▶ **What you will do**
Where the data below contains pictures, omit them; output the rest word for word.

───── Excerpted records

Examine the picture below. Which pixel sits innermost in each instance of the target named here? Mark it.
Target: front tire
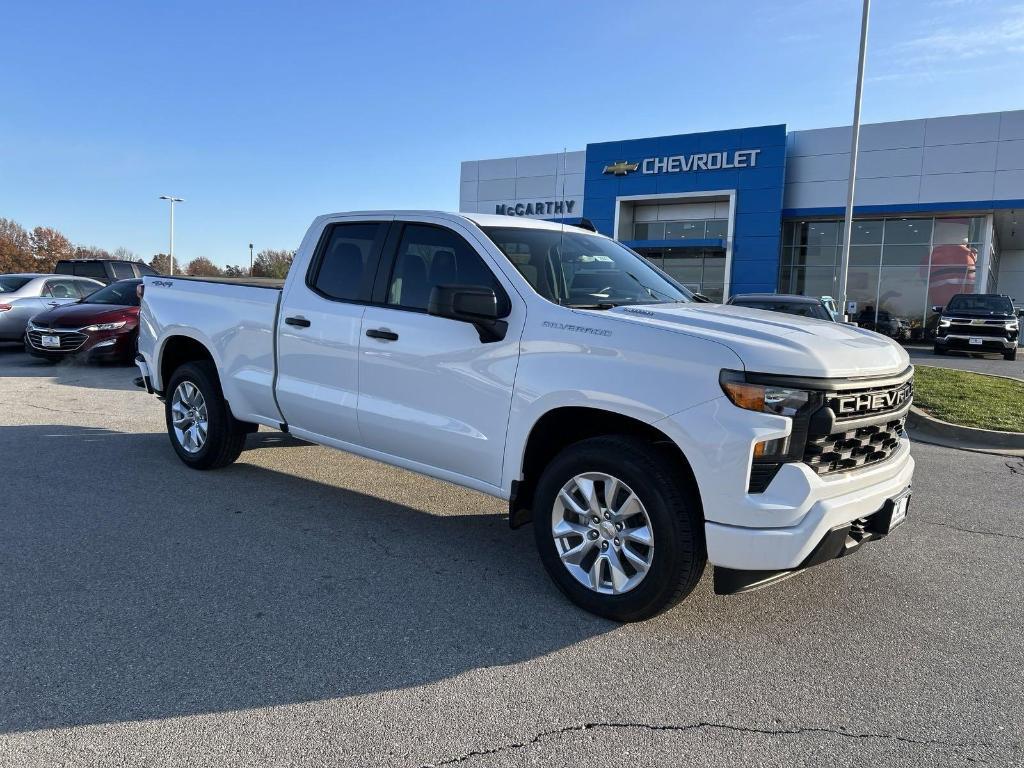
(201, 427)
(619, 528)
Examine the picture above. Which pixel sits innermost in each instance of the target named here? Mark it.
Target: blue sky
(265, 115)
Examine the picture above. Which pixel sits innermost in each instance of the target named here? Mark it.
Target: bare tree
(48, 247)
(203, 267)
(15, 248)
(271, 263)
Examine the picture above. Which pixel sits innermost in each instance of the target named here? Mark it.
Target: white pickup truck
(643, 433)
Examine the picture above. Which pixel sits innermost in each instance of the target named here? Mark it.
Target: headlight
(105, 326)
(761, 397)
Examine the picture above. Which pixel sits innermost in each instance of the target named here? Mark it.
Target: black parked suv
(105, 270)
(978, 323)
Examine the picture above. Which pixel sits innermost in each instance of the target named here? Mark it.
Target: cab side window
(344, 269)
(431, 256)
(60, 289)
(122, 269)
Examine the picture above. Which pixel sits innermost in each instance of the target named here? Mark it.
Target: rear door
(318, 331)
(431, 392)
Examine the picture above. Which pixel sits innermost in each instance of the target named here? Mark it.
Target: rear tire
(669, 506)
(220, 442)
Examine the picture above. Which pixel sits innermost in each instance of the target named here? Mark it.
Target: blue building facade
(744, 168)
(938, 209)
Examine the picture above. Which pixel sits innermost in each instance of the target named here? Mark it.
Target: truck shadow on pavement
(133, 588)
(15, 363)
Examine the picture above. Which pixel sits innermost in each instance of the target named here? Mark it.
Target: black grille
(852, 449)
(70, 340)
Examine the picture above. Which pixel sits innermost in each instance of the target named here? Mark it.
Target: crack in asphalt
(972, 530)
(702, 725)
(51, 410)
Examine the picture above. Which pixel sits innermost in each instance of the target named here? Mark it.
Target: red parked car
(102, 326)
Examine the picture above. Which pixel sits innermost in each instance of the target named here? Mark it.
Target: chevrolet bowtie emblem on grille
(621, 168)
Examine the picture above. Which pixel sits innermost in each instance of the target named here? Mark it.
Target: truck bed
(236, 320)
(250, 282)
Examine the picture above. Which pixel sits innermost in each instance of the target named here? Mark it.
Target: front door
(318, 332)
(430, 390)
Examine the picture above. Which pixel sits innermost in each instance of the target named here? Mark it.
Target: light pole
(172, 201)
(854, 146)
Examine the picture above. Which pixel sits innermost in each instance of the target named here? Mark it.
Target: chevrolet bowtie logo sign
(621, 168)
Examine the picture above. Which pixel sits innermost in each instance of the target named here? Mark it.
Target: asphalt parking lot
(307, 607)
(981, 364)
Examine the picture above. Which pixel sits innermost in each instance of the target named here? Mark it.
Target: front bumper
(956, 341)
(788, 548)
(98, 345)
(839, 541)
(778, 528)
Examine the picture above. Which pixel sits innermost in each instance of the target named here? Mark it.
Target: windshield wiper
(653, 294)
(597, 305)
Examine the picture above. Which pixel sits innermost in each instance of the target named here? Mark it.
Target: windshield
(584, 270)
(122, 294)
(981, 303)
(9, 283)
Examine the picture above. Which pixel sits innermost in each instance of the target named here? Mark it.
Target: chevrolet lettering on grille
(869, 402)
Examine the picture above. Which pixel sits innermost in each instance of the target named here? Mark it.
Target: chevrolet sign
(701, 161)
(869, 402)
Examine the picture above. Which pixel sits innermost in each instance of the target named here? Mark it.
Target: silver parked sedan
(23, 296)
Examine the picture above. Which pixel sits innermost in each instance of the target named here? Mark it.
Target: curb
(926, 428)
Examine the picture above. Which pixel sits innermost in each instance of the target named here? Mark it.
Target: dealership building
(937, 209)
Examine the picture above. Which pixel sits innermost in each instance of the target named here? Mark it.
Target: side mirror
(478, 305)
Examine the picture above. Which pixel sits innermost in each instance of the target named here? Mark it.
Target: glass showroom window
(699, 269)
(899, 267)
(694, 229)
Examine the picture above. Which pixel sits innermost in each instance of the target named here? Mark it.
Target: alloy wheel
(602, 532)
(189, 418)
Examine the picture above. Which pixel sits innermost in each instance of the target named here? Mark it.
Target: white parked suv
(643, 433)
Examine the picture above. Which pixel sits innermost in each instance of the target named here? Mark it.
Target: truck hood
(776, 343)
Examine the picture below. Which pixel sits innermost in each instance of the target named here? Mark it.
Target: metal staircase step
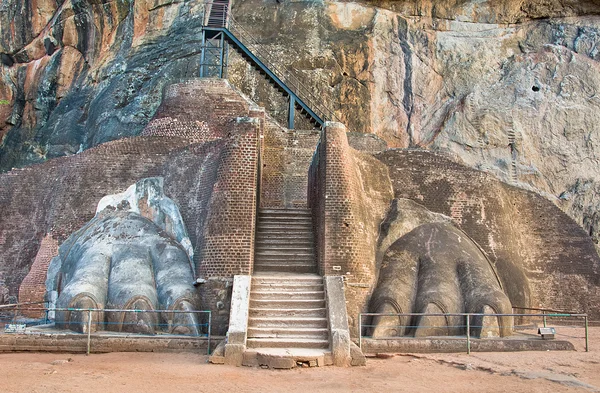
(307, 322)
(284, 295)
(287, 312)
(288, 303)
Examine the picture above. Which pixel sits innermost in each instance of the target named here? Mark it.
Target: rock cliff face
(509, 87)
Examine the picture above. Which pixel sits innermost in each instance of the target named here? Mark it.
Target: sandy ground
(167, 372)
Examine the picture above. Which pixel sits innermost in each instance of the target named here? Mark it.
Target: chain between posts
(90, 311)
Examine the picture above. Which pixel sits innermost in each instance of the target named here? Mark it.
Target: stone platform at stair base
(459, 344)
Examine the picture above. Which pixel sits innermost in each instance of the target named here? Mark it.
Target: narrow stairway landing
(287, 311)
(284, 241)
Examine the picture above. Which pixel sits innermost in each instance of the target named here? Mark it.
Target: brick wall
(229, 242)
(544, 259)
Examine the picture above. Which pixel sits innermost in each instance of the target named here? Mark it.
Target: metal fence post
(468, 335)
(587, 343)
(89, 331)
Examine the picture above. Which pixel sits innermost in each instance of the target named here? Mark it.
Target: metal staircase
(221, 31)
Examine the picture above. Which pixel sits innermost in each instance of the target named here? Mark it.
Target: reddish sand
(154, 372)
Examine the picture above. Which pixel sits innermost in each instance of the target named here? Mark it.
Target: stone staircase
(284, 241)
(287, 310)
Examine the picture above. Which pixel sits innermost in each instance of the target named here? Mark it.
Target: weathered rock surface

──────────

▶ **Problem solution**
Examine the picture below. Which pixel sits innermost in each instance of the target named here? Mark it.
Target: front tire
(201, 427)
(619, 528)
Examine the picture above. Which pixel sits innermost in each instance of the target named here? Mark it.
Target: blue sky
(265, 115)
Examine the picture above. Which pixel sits innermost in each instance of the target named here? Mark it.
Target: bare tree
(48, 247)
(203, 267)
(15, 248)
(271, 263)
Examine the picture above. Which pixel sits innermost in each instance of the target named here? Mark it.
Target: white pickup truck
(643, 433)
Examine the picture above. Which pixel sits innermost in each instance of the target named here? Mark it.
Target: headlight
(105, 326)
(761, 397)
Examine the picture above. Which pixel sits innermost in each instance of the target named here? Mark it.
Target: black parked suv
(105, 270)
(978, 323)
Examine the picture above. Which pixel sits innermost in each instance of the target named here? Mark it.
Target: cab side window
(344, 269)
(431, 256)
(60, 289)
(122, 269)
Examine the picture above. Which pixel sits innermost in each instance of the target named here? Mark it.
Target: rear door
(318, 331)
(431, 392)
Examine the picture above. Which pixel sits innermost in each instance of the target named here? Mark it.
Target: rear tire
(669, 506)
(220, 442)
Examine the picture above. Which pixel sits innermost in each instance of the target named here? Mark it.
Target: blue building facade
(744, 168)
(938, 209)
Examine the picture above. Which pixel sits innermost in each instance of the target named here? Mark it.
Target: truck shadow on pavement
(133, 588)
(15, 363)
Examine the picture above. Which pixel sits innermost in each instance of the target named here? Mark it.
Target: black grille
(852, 449)
(70, 340)
Examine the picture above. Which pixel sits innermost in each instance of the target named here? Mark it.
Target: crack in asphalt
(972, 530)
(702, 725)
(51, 410)
Examine the picture above. Which pixel sits innermost in each instance of the target named here? Mark it.
Target: red parked car
(102, 326)
Examine the picture above. Which pixel sits innermost in each instance of the target named here? Mark it.
Target: chevrolet bowtie emblem on grille
(621, 168)
Examine the picture above. Which pixel sits innermost in each instance of the target named here? Mark it.
Target: truck bed
(236, 320)
(250, 282)
Examine the picture above. Which pixel sits innermost in each instance of the target named here? Mark it.
Target: front door
(318, 332)
(430, 390)
Examine the picture above. Which pixel sits innermost in each instance of the target named here? Mark it.
Target: light pole
(172, 201)
(854, 146)
Examine the picture above. Which pixel sits innermost in each instance of the target named here? Mark it.
Target: chevrolet bowtie logo sign
(621, 168)
Examine the picture above. Which pixel sits innermost in each instance of the target named here? Mark it.
Target: asphalt parking lot
(307, 607)
(981, 364)
Examine the picture above. Which pixel sits innermost in each instance of the target named here? Mark it.
Target: front bumper
(956, 341)
(788, 548)
(98, 345)
(839, 541)
(778, 528)
Examine the picture above. Which pixel sits innermost in each instance of the target named here? Mark it.
Target: windshield wiper
(653, 294)
(597, 305)
Examine the picture above. Which pixel sits innermost in each instance of the target named here? Mark it.
Target: windshield
(584, 270)
(122, 294)
(981, 303)
(9, 283)
Examine the picture above. Which pixel sits innermost in each instance of the target named here? Mark it.
Target: chevrolet lettering on grille
(869, 402)
Examine the picture above. Which pixel sits innermost in each instance of the target named here? Mark it.
Target: chevrolet sign
(701, 161)
(869, 402)
Examine the picture above. Which pixel sits innermost in each instance of the target named here? Mark it.
Target: silver parked sedan
(23, 296)
Examine the picture above. Which pixel sits innermost in each instance of the target named here? Mark it.
Target: curb
(926, 428)
Examine the picture above. Which pixel sits innermost in each instance of the target named here? Mark it.
Target: dealership building
(937, 209)
Examine the picture above. Which pixel sits innermost in each instance of the target named here? Mark it.
Target: side mirror
(478, 305)
Examine the picture above. Which pixel sits innermost in each instance of the target named here? Mark it.
Target: glass showroom window
(699, 269)
(899, 267)
(694, 229)
Examine the picture above. Which pixel sits innermost in each instance of the target named here? Mark it.
Target: alloy wheel
(602, 532)
(189, 418)
Examine the picture above. Which pixel sits innermost in each instance of the target named here? Mark it.
Target: white parked suv
(643, 433)
Examine the picture above. Which pixel sits innermost in each instance of the target named here? Mark it.
Target: truck hood
(776, 343)
Examine the picture below. Which pixel sits innermost in each instance of the target named here? Mark it.
Target: metal staircase step
(307, 322)
(284, 295)
(287, 312)
(288, 303)
Examine the picture above. Which pixel sits innermost in each instance of the target named here? Mark it.
Target: rock cliff face
(509, 87)
Examine the picture above. Which pixel sits innermost in each instance of the target named here? Mark it.
Target: sandy ground
(167, 372)
Examine the picture above. Which pixel sits innermost in each instance of the target named here? Mark it.
Target: chain between posts
(90, 311)
Examine the picture above. Which pixel sits innermost in each instance of the target named here? Mark it.
Target: stone platform at stair base
(459, 344)
Examine the picture above. Which pixel sits innermost in each instance of the target named here? Mark it.
Target: narrow stairway landing
(287, 311)
(284, 241)
Examine the picture above. Which pixel sits innermost in each instance of the target named here? Mark it.
Target: brick wall
(229, 242)
(544, 259)
Examine the picture above. Which pixel sits innermost in each instance of the target named here? Mark it.
Target: metal fence post
(468, 335)
(587, 343)
(89, 331)
Examine the picture above. Which pixel sits innermost in each instance of the target named here? Mark it.
Target: metal staircase
(221, 31)
Examine the picture above. Which pixel sits innermost in each instance of the target named here? Mark it.
Target: reddish sand
(154, 372)
Examine the picture above. Which pixel sits innermost in each instance of the target named here? Mark it.
Target: stone staircase
(284, 241)
(287, 310)
Examine the picture above. Which pixel sits innermost in each instance of the target named here? Mark it.
Target: weathered rock surface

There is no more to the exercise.